(Lines of data)
* * * * * * * * *

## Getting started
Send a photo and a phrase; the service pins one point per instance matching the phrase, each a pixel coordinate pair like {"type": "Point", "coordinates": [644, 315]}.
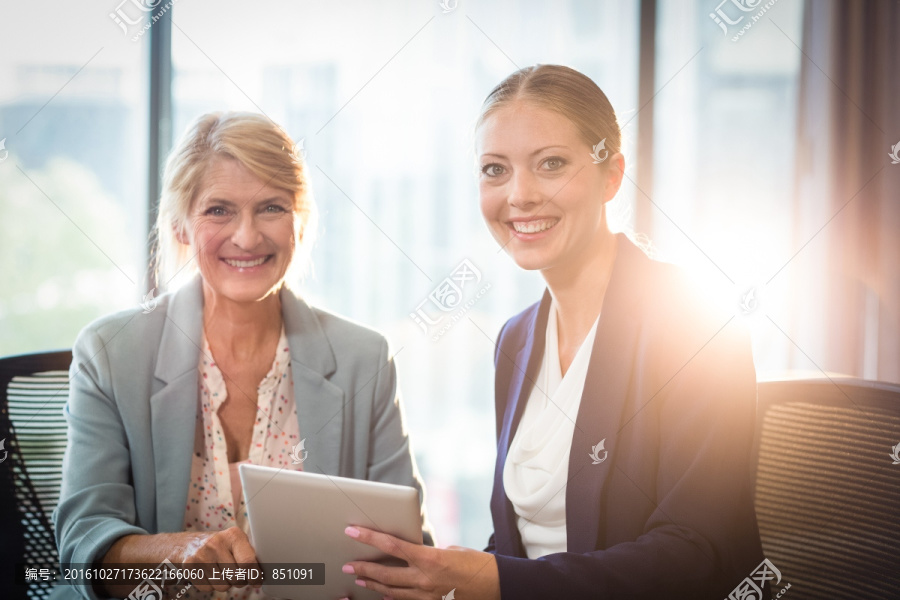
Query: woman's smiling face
{"type": "Point", "coordinates": [242, 232]}
{"type": "Point", "coordinates": [542, 195]}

* * * * * * * * *

• [Work instructions]: Reproduce the data above with every instance of "phrase" swapped for "description", leaving everything else unchanged, and omit the pictures from your answer.

• [Task solution]:
## Getting started
Send a photo and a description; the service pins one point per instance matching the description, each a pixel coordinate pair like {"type": "Point", "coordinates": [644, 315]}.
Query: woman's smiling face
{"type": "Point", "coordinates": [242, 232]}
{"type": "Point", "coordinates": [542, 195]}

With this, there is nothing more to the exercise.